▸ Records for this task:
>>>

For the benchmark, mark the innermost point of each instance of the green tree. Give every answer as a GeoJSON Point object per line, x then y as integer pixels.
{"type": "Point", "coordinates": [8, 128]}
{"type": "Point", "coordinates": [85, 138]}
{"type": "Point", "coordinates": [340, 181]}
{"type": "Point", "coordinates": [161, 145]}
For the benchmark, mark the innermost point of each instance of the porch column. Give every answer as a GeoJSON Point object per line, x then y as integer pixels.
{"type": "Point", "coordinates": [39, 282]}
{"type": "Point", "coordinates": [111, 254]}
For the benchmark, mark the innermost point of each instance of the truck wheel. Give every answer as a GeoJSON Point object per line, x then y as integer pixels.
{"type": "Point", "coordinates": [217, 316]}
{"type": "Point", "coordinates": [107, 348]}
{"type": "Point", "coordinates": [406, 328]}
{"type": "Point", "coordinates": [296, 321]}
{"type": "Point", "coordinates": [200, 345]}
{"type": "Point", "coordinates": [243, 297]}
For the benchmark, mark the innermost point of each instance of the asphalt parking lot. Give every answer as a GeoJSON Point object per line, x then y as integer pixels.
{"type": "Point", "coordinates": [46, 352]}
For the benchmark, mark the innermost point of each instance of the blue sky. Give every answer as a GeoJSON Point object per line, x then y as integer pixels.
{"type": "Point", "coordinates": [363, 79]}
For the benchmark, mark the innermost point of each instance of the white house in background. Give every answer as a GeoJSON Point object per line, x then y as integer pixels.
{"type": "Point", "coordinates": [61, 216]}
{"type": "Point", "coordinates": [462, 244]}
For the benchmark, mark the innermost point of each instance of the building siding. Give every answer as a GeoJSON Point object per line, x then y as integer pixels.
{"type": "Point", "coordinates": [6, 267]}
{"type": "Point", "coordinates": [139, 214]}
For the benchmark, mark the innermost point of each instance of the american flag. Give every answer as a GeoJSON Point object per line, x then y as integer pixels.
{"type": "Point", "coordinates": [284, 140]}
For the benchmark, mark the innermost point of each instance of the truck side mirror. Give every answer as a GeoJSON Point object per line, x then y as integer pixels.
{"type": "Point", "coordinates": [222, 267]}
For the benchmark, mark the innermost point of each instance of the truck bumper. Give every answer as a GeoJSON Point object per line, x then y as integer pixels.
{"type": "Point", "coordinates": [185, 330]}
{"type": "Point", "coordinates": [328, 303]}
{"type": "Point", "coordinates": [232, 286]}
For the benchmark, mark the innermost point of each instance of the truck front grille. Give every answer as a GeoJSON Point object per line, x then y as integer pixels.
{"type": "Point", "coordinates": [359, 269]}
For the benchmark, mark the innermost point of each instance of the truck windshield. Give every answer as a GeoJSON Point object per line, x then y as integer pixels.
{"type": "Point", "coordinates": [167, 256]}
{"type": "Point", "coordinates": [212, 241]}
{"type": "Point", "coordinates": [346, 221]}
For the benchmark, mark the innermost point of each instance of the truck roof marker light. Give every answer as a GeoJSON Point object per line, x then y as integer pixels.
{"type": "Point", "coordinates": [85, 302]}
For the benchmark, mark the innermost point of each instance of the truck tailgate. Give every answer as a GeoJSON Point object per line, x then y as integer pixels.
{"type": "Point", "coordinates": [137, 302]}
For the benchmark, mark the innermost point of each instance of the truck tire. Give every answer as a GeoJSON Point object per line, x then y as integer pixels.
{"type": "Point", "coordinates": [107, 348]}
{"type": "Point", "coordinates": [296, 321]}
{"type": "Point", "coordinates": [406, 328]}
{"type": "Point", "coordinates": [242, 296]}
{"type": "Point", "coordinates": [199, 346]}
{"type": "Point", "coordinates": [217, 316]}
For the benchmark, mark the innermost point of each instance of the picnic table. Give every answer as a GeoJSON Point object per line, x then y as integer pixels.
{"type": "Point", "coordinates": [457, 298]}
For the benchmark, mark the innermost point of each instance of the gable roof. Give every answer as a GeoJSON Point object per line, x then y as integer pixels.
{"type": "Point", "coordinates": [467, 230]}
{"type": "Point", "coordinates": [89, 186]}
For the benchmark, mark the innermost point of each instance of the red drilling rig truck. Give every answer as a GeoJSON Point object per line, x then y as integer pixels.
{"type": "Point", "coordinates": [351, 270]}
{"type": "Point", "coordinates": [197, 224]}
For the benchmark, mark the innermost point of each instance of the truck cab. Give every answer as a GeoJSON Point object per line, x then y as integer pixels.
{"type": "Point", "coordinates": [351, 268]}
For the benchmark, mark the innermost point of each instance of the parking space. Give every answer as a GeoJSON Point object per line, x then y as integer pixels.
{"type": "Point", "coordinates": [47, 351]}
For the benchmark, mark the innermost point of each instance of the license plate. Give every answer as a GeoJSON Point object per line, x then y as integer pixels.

<<<

Restate each record exactly as written.

▸ Result for this task:
For the benchmark, mark the innermost point of each instance of the green tree. Give every answer as a GeoJSON Point object per line, x then y as integer pixels.
{"type": "Point", "coordinates": [8, 128]}
{"type": "Point", "coordinates": [85, 138]}
{"type": "Point", "coordinates": [340, 181]}
{"type": "Point", "coordinates": [161, 145]}
For the benchmark, mark the innermost point of each instance of the porch column. Give every answer as a GeoJSON Point object per line, x then y as integer pixels.
{"type": "Point", "coordinates": [39, 282]}
{"type": "Point", "coordinates": [111, 254]}
For the benchmark, mark the innermost point of each instance of the truck wheel. Give every answer as a GeoJSON Point object per line, x then y as integer pixels.
{"type": "Point", "coordinates": [217, 316]}
{"type": "Point", "coordinates": [107, 348]}
{"type": "Point", "coordinates": [406, 328]}
{"type": "Point", "coordinates": [296, 321]}
{"type": "Point", "coordinates": [200, 345]}
{"type": "Point", "coordinates": [243, 297]}
For the benchmark, mark the innermost point of each instance of the asphalt parking lot. Give every answer as a GeoJSON Point object per line, x then y as integer pixels.
{"type": "Point", "coordinates": [46, 352]}
For the benchmark, mark the innermost point of each instance of the blue sky. Give every answer as a GeoJSON Point object per line, x then y as integer pixels.
{"type": "Point", "coordinates": [363, 79]}
For the benchmark, mark the innermost point of each instance of the white house in background. Give every answer as a GeoJSON Point object per line, x then y as integer pixels.
{"type": "Point", "coordinates": [61, 216]}
{"type": "Point", "coordinates": [462, 244]}
For the benchmark, mark the innermost point of each instance of the building siding. Give every answer as a GeoJSON Point object per line, x then y as integer pixels.
{"type": "Point", "coordinates": [6, 267]}
{"type": "Point", "coordinates": [139, 214]}
For the benchmark, mark the innermost point of each instance of the american flag. Give every answer as a GeoJSON Point object per line, x then y as integer pixels.
{"type": "Point", "coordinates": [284, 140]}
For the benchmark, mark the innermost point of each instance of the truck side mirror. Give every answer as a GeoJSON Point object per line, x then y as integer pixels.
{"type": "Point", "coordinates": [222, 267]}
For the benchmark, mark the innermost point of each instance of the truck bumper. Give every answer as a GeoJSON Point object per line, x then y as integer pixels.
{"type": "Point", "coordinates": [185, 330]}
{"type": "Point", "coordinates": [328, 303]}
{"type": "Point", "coordinates": [232, 286]}
For the benchmark, mark the innermost point of each instance of the truck front grille. Give every answer as a GeoJSON Point object per line, x then y as integer pixels.
{"type": "Point", "coordinates": [359, 269]}
For the benchmark, mark the innermost point of each instance of the truck windshield. Give every answer as a GeoJSON Point object per line, x then y as integer pixels.
{"type": "Point", "coordinates": [167, 256]}
{"type": "Point", "coordinates": [212, 241]}
{"type": "Point", "coordinates": [346, 221]}
For the benchmark, mark the innermost point of each instance of the truck roof marker light. Give every answer as a GeoJSON Point object per line, x then y as integer pixels.
{"type": "Point", "coordinates": [85, 302]}
For the benchmark, mark the innermost point of each instance of the truck tailgate. Give every answer as a GeoJSON Point object per line, x then y as integer pixels.
{"type": "Point", "coordinates": [137, 302]}
For the benchmark, mark the innermost point of each instance of the truck tire. Give every answer as a GeoJSON Point object per line, x then y as integer pixels.
{"type": "Point", "coordinates": [107, 348]}
{"type": "Point", "coordinates": [296, 321]}
{"type": "Point", "coordinates": [406, 328]}
{"type": "Point", "coordinates": [242, 296]}
{"type": "Point", "coordinates": [199, 346]}
{"type": "Point", "coordinates": [217, 316]}
For the benchmark, mark the innermost point of each instance of the picnic table. Give every answer as a GeoJSON Point object per line, x then y as integer pixels.
{"type": "Point", "coordinates": [457, 298]}
For the benchmark, mark the innermost point of each instance of the gable roof. Give every answer as a GeoJSON Point object per line, x then y as integer pixels.
{"type": "Point", "coordinates": [467, 230]}
{"type": "Point", "coordinates": [89, 186]}
For the benchmark, mark the innermost point of each instance of the red drilling rig truck. Give every answer as a GeoJSON Point object per line, x then y as integer pixels.
{"type": "Point", "coordinates": [351, 270]}
{"type": "Point", "coordinates": [197, 224]}
For the benchmark, mark the innermost point of each instance of the truck cab. Give every answer as a GeoJSON Point object per line, x then y as integer pixels.
{"type": "Point", "coordinates": [351, 268]}
For the benchmark, mark the innermost point of each instance of the parking space. Give every answer as a GeoJSON Point object per line, x then y as integer pixels.
{"type": "Point", "coordinates": [47, 351]}
For the benchmark, mark the innermost point of each instance of the license plate. Give every answer as a GeoJSON Point object per line, x then y as integer pixels.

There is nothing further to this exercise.